[Object position labeling entries]

-=-=-

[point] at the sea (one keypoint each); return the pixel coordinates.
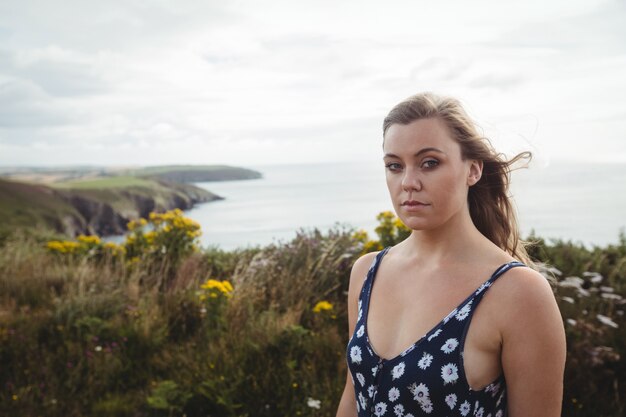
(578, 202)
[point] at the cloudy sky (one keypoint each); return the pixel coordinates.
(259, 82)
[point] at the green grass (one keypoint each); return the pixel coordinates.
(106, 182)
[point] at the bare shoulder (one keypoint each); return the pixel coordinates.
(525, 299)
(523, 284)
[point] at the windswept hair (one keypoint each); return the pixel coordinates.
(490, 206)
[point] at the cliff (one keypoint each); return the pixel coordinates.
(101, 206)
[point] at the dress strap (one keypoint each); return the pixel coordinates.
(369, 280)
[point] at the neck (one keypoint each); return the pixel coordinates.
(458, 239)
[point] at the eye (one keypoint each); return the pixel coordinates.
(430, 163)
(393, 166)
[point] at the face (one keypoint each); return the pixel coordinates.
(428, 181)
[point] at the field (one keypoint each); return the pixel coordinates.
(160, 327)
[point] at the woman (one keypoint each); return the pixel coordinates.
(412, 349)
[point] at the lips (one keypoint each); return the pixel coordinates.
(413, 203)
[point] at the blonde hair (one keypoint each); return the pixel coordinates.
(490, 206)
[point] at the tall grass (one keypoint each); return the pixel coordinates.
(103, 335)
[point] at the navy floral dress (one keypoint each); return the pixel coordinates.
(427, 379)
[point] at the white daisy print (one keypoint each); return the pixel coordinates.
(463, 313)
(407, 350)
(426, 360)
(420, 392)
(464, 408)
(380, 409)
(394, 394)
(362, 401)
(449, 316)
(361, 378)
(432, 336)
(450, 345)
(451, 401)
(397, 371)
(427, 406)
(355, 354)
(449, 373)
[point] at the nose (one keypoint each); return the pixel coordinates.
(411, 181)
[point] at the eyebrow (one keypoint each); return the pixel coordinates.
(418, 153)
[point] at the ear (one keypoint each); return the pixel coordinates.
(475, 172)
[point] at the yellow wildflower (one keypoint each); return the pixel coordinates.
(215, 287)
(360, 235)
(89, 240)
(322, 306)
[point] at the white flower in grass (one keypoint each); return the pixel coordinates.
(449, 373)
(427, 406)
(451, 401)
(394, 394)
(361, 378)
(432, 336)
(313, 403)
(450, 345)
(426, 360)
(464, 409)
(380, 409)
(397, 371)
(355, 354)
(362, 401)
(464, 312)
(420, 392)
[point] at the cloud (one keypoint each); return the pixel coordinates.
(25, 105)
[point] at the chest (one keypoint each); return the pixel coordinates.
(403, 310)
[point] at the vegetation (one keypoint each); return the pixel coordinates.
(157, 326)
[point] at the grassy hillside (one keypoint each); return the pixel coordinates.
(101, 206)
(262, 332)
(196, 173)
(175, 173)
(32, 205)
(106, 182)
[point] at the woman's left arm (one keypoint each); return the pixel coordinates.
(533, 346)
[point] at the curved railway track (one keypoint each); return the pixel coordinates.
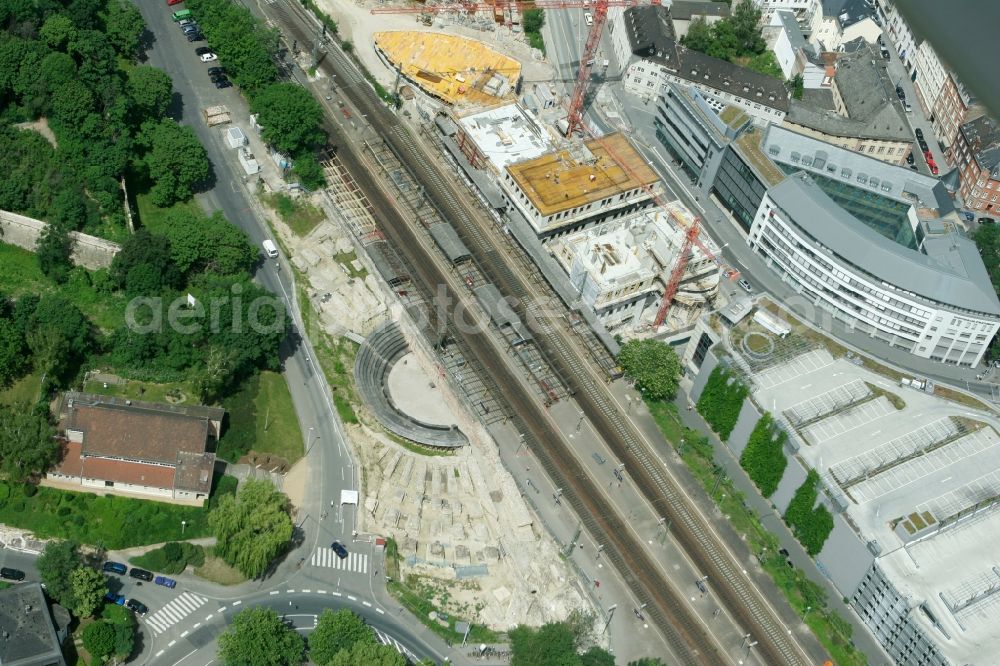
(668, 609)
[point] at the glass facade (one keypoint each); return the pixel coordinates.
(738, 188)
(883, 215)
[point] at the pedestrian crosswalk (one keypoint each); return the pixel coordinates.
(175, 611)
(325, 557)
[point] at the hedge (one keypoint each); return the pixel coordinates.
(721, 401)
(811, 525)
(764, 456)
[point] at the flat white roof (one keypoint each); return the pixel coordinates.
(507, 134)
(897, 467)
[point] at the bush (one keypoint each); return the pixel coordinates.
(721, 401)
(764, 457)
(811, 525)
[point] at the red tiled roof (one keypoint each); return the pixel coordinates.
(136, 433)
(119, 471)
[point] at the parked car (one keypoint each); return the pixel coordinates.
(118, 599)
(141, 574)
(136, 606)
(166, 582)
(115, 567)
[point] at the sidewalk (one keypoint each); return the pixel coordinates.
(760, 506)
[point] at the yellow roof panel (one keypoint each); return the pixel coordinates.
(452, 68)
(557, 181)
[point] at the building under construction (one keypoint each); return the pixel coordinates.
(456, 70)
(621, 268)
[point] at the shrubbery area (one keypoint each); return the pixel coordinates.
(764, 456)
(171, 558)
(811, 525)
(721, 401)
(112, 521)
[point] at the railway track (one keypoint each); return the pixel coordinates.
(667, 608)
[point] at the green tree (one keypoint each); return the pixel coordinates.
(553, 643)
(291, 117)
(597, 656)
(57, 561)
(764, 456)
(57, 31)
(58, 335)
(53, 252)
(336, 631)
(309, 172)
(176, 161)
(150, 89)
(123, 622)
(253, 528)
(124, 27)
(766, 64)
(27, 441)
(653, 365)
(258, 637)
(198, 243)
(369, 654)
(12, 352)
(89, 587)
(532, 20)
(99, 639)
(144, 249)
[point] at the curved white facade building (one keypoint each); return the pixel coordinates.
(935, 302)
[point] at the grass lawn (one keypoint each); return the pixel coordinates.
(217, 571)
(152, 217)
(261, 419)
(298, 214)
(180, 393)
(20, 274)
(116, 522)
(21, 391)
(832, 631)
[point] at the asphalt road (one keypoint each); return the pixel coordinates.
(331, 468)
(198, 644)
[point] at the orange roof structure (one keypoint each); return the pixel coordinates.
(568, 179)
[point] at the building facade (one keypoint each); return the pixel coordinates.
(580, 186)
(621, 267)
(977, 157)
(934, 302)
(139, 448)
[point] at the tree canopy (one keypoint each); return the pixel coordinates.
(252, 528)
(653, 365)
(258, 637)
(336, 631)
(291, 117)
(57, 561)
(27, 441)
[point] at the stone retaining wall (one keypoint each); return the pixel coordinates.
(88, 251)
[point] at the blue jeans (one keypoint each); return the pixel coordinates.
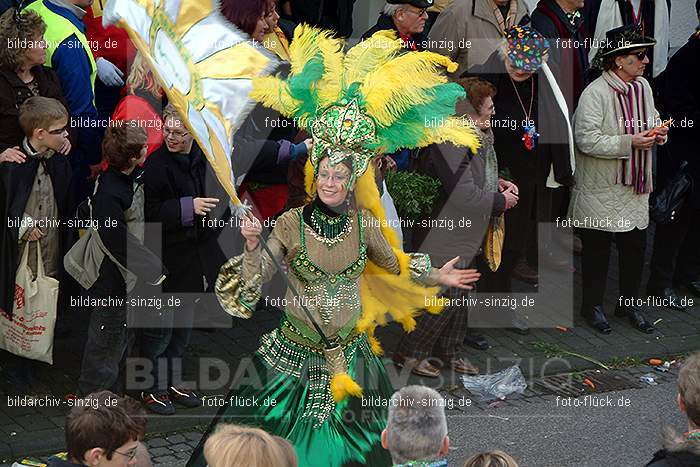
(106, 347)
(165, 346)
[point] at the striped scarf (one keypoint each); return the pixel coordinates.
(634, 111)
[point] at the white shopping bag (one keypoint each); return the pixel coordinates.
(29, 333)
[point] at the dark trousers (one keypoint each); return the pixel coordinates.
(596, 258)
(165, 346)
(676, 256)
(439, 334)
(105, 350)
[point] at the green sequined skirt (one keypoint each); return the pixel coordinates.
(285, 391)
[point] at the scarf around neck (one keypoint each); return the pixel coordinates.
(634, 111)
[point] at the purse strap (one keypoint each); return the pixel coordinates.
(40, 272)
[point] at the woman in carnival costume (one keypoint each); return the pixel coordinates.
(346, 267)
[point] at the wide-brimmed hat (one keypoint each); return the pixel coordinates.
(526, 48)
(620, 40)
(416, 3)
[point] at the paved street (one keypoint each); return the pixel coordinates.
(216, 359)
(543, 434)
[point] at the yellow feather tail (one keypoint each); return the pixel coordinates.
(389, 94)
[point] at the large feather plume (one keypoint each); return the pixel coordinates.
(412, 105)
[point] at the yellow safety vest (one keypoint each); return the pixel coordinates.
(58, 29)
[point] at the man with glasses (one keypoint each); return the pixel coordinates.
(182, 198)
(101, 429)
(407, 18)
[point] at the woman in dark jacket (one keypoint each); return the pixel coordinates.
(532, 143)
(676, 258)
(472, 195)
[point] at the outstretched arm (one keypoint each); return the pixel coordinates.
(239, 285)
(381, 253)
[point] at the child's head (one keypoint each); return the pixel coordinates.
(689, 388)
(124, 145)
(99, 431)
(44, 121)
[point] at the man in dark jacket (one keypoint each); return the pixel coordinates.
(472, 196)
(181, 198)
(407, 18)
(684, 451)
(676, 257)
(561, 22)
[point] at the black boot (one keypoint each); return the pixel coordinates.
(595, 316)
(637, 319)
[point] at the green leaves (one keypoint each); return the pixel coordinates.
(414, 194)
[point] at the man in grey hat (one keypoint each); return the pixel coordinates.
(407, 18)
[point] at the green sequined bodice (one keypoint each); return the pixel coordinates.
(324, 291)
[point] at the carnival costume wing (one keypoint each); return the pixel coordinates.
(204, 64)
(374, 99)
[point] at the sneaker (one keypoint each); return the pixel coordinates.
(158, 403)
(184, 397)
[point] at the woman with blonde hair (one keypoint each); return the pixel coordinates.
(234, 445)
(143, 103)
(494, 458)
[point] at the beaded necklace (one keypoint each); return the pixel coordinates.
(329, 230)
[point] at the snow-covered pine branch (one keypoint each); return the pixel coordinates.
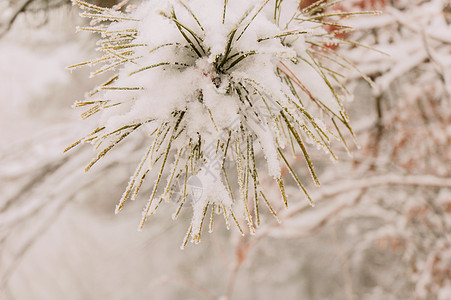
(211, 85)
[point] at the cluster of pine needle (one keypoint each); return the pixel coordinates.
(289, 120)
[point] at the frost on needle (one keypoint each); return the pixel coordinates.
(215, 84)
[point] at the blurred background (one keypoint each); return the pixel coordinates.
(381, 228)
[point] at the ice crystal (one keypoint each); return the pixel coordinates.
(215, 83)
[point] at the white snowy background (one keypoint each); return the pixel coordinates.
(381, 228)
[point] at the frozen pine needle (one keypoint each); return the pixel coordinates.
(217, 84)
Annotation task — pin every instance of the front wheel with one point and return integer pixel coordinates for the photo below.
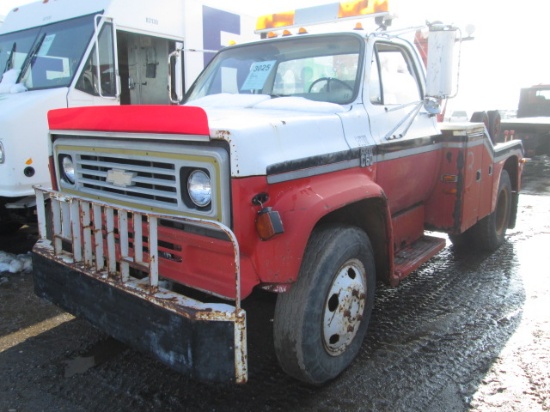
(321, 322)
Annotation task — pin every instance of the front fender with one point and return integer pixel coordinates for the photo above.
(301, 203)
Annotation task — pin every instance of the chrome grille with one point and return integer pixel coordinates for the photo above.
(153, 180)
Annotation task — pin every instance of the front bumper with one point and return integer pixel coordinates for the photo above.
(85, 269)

-=-=-

§ **EXERCISE GOAL**
Reproduce verbatim the lines starting at the one that contains "[point] at the blurred" and ending at the last line of the entries, leaving the pictures out of your answer.

§ **COMPLETED EXERCISE**
[point] at the blurred background (one keypoint each); return the pixel coordinates.
(381, 228)
[point] at the ice crystal (one keypoint each); return the pixel coordinates.
(215, 83)
[point] at the white snowy background (one keypoint each); return the pixel coordinates.
(381, 228)
[point] at the frozen pine needle (one keypoint each); return the pixel coordinates.
(217, 84)
Annotation task — pin every instance of the front wheel with one point and return integer pixel coordinates for the photo below.
(321, 322)
Annotation task — pin every instance of the front fender with one point and return integer pixel coordinates for the photo above.
(301, 203)
Annotation task — pin every instance of the chrome grille with one point and return integer pixel coordinates for the photo above.
(153, 180)
Annotation task — pin every instance of the front bumper with one point and return integer pixel coordinates for the photo above.
(85, 269)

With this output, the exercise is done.